Texte fourni.
════════════════════
L’épidémiologie de la grippe aviaire implique de nombreuses souches virales circulant au sein de populations variées d’oiseaux sauvages et domestiques et en interaction. Le rôle des oiseaux migrateurs dans la diffusion de la maladie à longue distance fait l’objet d’un débat scientifique. Il est maintenant prouvé que certaines espèces d’oiseaux sauvages – en particulier des canards, (Chen et al, PNAS, 2006) – seraient capables de survivre à l’infection et d’excréter le virus pendant suffisamment longtemps pour le transporter sur de longues distances. Sur plus de 4600 canards sauvages apparemment sains, 6 portaient le virus H5N1 HP en Asie du Sud-Est. Des infections expérimentales réalisées en laboratoire avec une souche très pathogène du virus H5N1 ont montré qu’en milieu contrôlé certains canards colverts ne développaient pas de symptôme de la maladie mais étaient porteurs et excréteurs du virus.

Le Cirad a acquis une expérience dans l’étude, la surveillance et la gestion des maladies à étiologie complexe en milieu tropical. Il s’est investi depuis plusieurs années dans des travaux sur les risques d’émergence des maladies animales transmissibles à l’homme et liées à des changements environnementaux et climatiques, et sur les risques de transmission de maladies entre la faune sauvage et domestique. Le Cirad peut donc utilement contribuer à la compréhension et à la gestion des risques d’occurrence de la grippe aviaire. Dès l’été 2005, il a participé à une mission organisée par l’Oie pour évaluer la situation sanitaire et le rôle de l’avifaune sauvage dans l’apparition de foyers de grippe aviaire en Sibérie.

Cette extension de la maladie en dehors de son berceau asiatique a marqué le début d’une prise de conscience de l’ampleur du danger et d’une mobilisation internationale intense. Longtemps réfutée par les ornithologues, la question du rôle des oiseaux migrateurs dans la diffusion du virus à longue distance était relancée.
════════════════════
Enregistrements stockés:
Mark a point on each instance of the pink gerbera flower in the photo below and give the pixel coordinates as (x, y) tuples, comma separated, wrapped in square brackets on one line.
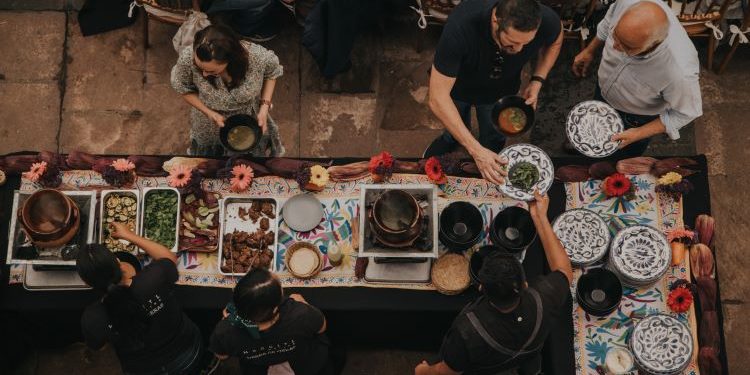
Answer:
[(123, 165), (36, 171), (179, 176), (242, 178)]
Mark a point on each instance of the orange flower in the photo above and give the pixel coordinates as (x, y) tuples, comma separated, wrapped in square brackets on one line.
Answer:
[(434, 171), (243, 177), (616, 185), (36, 171), (179, 176), (123, 165)]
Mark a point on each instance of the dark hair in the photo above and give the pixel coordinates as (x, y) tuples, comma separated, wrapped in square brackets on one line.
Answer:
[(522, 15), (100, 269), (221, 44), (502, 278), (256, 295)]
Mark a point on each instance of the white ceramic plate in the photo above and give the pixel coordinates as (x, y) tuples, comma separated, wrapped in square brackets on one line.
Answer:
[(534, 155), (640, 253), (590, 127), (584, 234), (662, 344), (302, 212)]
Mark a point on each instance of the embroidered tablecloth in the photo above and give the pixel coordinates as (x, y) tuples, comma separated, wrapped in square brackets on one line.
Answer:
[(341, 207), (593, 335)]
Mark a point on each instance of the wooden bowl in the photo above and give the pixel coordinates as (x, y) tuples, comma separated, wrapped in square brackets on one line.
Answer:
[(311, 254)]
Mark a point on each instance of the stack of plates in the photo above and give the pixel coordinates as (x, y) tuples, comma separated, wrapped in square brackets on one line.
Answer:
[(584, 234), (661, 345), (639, 255)]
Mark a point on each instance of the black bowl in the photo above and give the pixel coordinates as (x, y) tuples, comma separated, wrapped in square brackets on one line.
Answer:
[(238, 121), (511, 101), (476, 260), (461, 226), (599, 292), (513, 229)]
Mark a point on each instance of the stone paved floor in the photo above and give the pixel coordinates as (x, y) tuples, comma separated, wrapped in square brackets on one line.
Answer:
[(108, 94)]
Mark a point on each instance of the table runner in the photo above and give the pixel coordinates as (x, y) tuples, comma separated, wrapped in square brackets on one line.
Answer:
[(593, 335), (340, 201)]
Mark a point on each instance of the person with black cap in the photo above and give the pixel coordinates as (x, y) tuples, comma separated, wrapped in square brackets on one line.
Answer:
[(504, 330), (138, 312)]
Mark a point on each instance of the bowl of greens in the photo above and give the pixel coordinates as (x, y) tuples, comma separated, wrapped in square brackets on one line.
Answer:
[(160, 216)]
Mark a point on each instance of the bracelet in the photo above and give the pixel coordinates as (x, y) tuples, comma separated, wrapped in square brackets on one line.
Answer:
[(539, 79)]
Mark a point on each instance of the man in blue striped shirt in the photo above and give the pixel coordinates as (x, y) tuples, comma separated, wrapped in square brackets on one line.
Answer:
[(648, 73)]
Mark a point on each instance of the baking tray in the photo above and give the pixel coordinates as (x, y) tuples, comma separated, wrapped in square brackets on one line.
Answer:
[(50, 280), (86, 201), (229, 221), (135, 193), (367, 248), (142, 216)]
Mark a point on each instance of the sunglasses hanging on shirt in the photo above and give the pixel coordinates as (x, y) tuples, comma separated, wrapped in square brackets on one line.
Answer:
[(497, 65)]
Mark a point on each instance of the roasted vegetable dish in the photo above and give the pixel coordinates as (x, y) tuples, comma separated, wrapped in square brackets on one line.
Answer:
[(160, 216), (119, 208), (200, 223), (523, 175)]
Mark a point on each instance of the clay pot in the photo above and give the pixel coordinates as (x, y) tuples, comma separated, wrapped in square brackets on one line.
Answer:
[(49, 217), (396, 218)]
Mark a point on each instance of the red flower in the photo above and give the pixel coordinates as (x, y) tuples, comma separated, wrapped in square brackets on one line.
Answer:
[(381, 164), (434, 171), (679, 300), (616, 185)]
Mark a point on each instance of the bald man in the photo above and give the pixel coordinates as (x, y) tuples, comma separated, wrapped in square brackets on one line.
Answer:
[(648, 73)]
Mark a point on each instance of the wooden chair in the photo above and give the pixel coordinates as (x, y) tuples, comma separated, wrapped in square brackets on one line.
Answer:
[(173, 12), (575, 23), (736, 39), (702, 19)]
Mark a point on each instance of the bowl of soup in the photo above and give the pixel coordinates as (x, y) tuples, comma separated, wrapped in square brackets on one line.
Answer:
[(240, 133), (512, 115)]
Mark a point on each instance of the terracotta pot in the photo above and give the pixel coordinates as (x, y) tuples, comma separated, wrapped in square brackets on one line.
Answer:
[(49, 216), (396, 218)]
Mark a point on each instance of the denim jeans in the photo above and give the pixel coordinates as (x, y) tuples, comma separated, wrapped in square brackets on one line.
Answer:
[(630, 121), (489, 136)]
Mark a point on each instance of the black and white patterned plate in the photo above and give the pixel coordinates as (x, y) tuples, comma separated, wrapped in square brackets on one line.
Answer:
[(661, 344), (584, 234), (534, 155), (640, 253), (590, 127)]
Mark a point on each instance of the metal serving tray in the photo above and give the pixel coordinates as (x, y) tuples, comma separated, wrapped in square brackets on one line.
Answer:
[(86, 201), (367, 248), (228, 222), (142, 215), (102, 206)]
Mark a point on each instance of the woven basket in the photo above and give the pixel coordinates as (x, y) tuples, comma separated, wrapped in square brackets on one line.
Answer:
[(303, 245), (456, 285)]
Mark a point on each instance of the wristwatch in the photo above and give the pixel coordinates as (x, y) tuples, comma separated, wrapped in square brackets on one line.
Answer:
[(539, 79), (267, 102)]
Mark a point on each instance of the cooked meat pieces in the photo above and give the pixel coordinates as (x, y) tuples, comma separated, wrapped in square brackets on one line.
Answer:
[(268, 210)]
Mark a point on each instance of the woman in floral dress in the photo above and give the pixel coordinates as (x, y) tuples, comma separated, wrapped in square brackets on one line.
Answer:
[(222, 76)]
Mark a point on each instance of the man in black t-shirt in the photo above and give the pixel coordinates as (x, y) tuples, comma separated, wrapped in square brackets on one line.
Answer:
[(479, 59), (503, 331)]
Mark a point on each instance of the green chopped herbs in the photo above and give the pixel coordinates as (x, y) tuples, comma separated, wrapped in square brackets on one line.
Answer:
[(523, 175), (160, 217)]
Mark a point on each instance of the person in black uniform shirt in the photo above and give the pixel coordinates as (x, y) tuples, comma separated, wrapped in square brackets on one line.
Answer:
[(479, 59), (139, 313), (270, 333), (503, 331)]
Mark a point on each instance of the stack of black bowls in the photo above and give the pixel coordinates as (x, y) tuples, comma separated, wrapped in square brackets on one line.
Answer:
[(599, 292), (513, 229), (461, 226)]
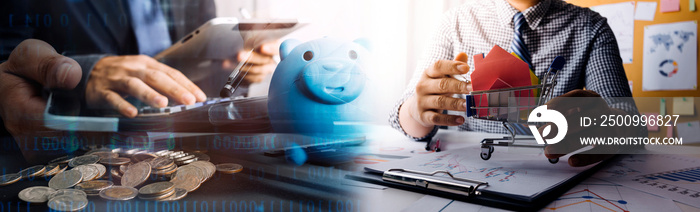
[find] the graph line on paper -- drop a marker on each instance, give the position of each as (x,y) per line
(608,198)
(452,163)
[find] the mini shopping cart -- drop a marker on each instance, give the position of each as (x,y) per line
(508,105)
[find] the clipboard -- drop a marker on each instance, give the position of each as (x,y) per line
(467,191)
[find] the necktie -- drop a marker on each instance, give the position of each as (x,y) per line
(149,26)
(518,45)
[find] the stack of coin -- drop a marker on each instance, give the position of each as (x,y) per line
(83,160)
(119,193)
(162,166)
(157,191)
(180,157)
(94,187)
(68,201)
(229,168)
(136,174)
(177,174)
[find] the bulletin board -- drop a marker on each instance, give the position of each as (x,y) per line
(634,69)
(649,101)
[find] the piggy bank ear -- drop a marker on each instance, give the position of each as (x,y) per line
(287,46)
(364,42)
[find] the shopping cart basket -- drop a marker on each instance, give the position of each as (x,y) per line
(508,105)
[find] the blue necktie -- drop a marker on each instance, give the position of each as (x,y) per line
(149,26)
(518,45)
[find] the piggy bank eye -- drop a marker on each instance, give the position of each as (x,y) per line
(308,55)
(352,54)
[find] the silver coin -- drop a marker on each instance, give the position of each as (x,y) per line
(36,194)
(68,203)
(89,172)
(161,162)
(52,169)
(188,177)
(119,193)
(100,168)
(163,152)
(156,188)
(201,156)
(136,174)
(9,179)
(208,166)
(32,171)
(83,160)
(61,192)
(66,179)
(105,155)
(178,195)
(94,187)
(64,159)
(115,161)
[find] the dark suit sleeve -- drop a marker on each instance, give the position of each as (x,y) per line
(87,62)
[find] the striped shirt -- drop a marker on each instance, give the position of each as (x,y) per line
(556,28)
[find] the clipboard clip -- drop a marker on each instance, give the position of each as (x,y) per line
(410,177)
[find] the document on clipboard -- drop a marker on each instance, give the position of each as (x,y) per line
(515,181)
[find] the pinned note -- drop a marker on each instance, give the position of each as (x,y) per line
(670,6)
(684,106)
(689,131)
(692,5)
(649,126)
(645,11)
(662,107)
════════════════════
Énoncé 1. Mets à jour le passage du texte sur la grippe aviaire compris entre "Le Cirad a acquis" et "aviaire en Sibérie." inclus, en remplaçant "Cirad" par "CIRAD".
Énoncé 2. Relève toutes les valeurs numériques écrites en chiffres dans le texte sur la grippe aviaire, en excluant le nom de souche H5N1.
Énoncé 3. Poursuis le texte sur la grippe aviaire au-delà de sa dernière phrase.

Résultat 1.
Le CIRAD a acquis une expérience dans l’étude, la surveillance et la gestion des maladies à étiologie complexe en milieu tropical. Il s’est investi depuis plusieurs années dans des travaux sur les risques d’émergence des maladies animales transmissibles à l’homme et liées à des changements environnementaux et climatiques, et sur les risques de transmission de maladies entre la faune sauvage et domestique. Le CIRAD peut donc utilement contribuer à la compréhension et à la gestion des risques d’occurrence de la grippe aviaire. Dès l’été 2005, il a participé à une mission organisée par l’Oie pour évaluer la situation sanitaire et le rôle de l’avifaune sauvage dans l’apparition de foyers de grippe aviaire en Sibérie.

Résultat 2. 2006, 4600, 6, 2005

Résultat 3.
A l’automne 2005, la FAO sollicitait le Cirad pour participer à cinq programmes de coopération technique en Europe de l’Est, au Moyen Orient et en Afrique visant à renforcer la surveillance épidémiologique du virus H5N1 hautement pathogène dans ces régions, évaluer les risques d'introduction notamment par les migrations et du commerce des oiseaux sauvages et utiliser ces données pour préparer un plan d'intervention d'urgence. A ce titre, le Cirad intervient avec des partenaires français (Office national de la chasse et de la faune sauvage - Oncfs) et européens (Wetlands International, Royal Veterinary College of London), en collaboration avec les services vétérinaires et de la faune sauvage des pays concernés.

Sur un plan pratique, cette collaboration se manifeste par l’organisation de formations en épidémiologie, la fourniture de conseils pour la mise en place de réseaux de surveillance, une aide à la réalisation d’enquêtes épidémiologiques sur l’avifaune sauvage, l’organisation de l’acheminement des prélèvements vers les laboratoires d’analyses, et un appui à l’analyse et la synthèse des informations qui lui sont confiées.

Les premiers résultats d’analyses de laboratoires, destinés avant tout aux pays dans lesquels les prélèvements sont effectués, sont attendus dans le courant du mois de mars 2006.

A la suite de l’arrivée de la grippe aviaire en Afrique, un accent particulier va être mis sur ce continent en multipliant les sites de prélèvements d’oiseaux sauvages, en intensifiant les formations et en organisant des activités de recherche qui permettent de mieux comprendre comment la maladie est introduite, comment elle diffuse, comment elle se pérennise, quel est son impact socio-économique.